When it comes to the hot-button issue of medical marijuana, Whitehead says the Legislature needs to respect the will of the people, who in 2000, passed Amendment 20. The law allows people with certain debilitating medical conditions to legally use marijuana, with physician approval and successful application to the state medicalmarijuana registry.

“I approve of what the voters approved in 2000. I think we as legislators and citizens of Colorado have to go with the laws that are in place,” he said. “It is a legal use for medical purposes.”

But, he said, Amendment 20 didn’t exactly put firm rules and framework in place. Then the Obama Administration announced that enforcing federal marijuana laws would no longer be a priority. Medical-marijuana centers in Colorado mushroomed, and the number of patients on the state medicalmarijuana registry also exploded .

Hence, Whitehead’s yes vote on HB1284 and SB109, measures that tightened restrictions on medical-marijuana centers, limited the number of patients a caregiver can serve, and required doctors prescribing the drug to have a bona fide relationship with the patient. More controversially, HB1284 allows local governments to ban dispensaries, or to ask voters whether to allow or ban the businesses.

“The intent is for medical purposes,” said Whitehead. “We want to make sure it’s available to people as voters approved, but it shouldn’t go beyond that.”

The rules and licensing procedures should be reviewed, and may need adjustment, he added. “But I think it’s a good start. … It gives the local governments something to work with.”

Whitehead, who carried 16 bills his first year in office, says his commitment to Colorado shows, especially when it comes to the lifeblood of the Western Slope: water.

Whitehead was executive director for the Southwest Water Conservation District when he was appointed to fill Jim Isgar’s senate seat in 2008. He worked for the Colorado Division of Water Resources for 25 years, was executive director of the Animas- La Plata Water District, and served on the Colorado Water Conservation Board.

“There’s competing interests for water in Colorado,” he said. “There’s always fear (of losing water rights). What we need to do is be efficient in our use.”

Colorado’s growing population also means growing demands on already slim water resources. Whitehead promotes local waterstorage projects, and collaborative efforts, such as those of the Hermosa Creek Working Group, which is working on special legislation to protect both water and other uses, such as grazing, hunting, fishing, and mountain- biking, in the area near Durango.

Whitehead said statewide discussion on water needs to continue as demands for the precious resource increase, and the state also needs to avoid the “buy up and dry up” of agricultural lands’ senior water rights.

He was Senate sponsor for HB 1051, which standardized reporting requirements for water-use and conservation practices in the state among larger water providers.

Some of his other bills dealt with natural resources, species conservation and energy.

“I was actually accused of being a very bold freshman legislator. I jumped right in,” Whitehead said. “I’m looking forward to building on that foundation.”

Serving Colorado has been “a privilege and an honor,” he added. “I’m not a typical politician. This is the first time I have run for election. I know there is a feeling out there that anyone who is an incumbent should not remain. I think there is a need for continuity,” he said.

“I’m trying to do what is right for my constituents.”
★ ★ ★ ★ ★ ★ ★
### What you need to do:
- 1) Reproduce word for word the portion of the article on Whitehead that starts with the words containing "Whitehead, who carried" and finishes with "Water Conservation Board.".
- 2) Translate this sentence from the article on Whitehead into Spanish: "Some of his other bills dealt with natural resources, species conservation and energy."

[Saved data entries]
★ ★ ★ ★ ★ ★ ★
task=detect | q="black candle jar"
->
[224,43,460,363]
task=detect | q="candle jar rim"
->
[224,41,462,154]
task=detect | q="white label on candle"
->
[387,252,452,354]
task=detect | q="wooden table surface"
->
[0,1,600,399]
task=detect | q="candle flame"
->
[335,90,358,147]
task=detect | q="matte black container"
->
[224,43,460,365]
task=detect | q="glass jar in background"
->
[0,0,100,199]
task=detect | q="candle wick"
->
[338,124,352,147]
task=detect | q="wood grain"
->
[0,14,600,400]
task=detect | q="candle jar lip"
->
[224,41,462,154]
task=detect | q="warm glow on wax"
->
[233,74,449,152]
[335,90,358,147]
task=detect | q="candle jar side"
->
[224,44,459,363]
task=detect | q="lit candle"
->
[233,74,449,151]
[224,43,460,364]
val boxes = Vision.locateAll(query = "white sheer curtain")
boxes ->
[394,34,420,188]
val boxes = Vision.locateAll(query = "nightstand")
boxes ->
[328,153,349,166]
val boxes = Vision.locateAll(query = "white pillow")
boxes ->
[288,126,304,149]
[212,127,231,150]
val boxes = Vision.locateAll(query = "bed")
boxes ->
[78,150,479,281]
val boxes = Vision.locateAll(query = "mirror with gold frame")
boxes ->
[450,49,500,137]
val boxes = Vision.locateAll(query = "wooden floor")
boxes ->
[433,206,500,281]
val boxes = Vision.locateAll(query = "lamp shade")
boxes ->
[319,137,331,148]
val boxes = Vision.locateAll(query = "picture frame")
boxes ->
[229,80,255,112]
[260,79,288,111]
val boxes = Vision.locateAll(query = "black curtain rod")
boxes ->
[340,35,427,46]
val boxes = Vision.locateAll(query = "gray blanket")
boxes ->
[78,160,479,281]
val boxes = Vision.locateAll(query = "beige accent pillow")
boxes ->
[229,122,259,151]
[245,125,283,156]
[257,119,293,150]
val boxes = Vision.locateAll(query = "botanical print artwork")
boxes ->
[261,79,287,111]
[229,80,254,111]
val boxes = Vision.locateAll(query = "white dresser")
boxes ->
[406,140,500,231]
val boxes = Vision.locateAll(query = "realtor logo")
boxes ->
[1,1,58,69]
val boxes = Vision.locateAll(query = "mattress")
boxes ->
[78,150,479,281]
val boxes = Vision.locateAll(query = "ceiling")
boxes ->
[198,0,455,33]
★ ★ ★ ★ ★ ★ ★
### Solutions to the problems:
- 1)
Whitehead, who carried 16 bills his first year in office, says his commitment to Colorado shows, especially when it comes to the lifeblood of the Western Slope: water.

Whitehead was executive director for the Southwest Water Conservation District when he was appointed to fill Jim Isgar’s senate seat in 2008. He worked for the Colorado Division of Water Resources for 25 years, was executive director of the Animas- La Plata Water District, and served on the Colorado Water Conservation Board.

- 2) Algunos de sus otros proyectos de ley trataban sobre recursos naturales, conservación de especies y energía.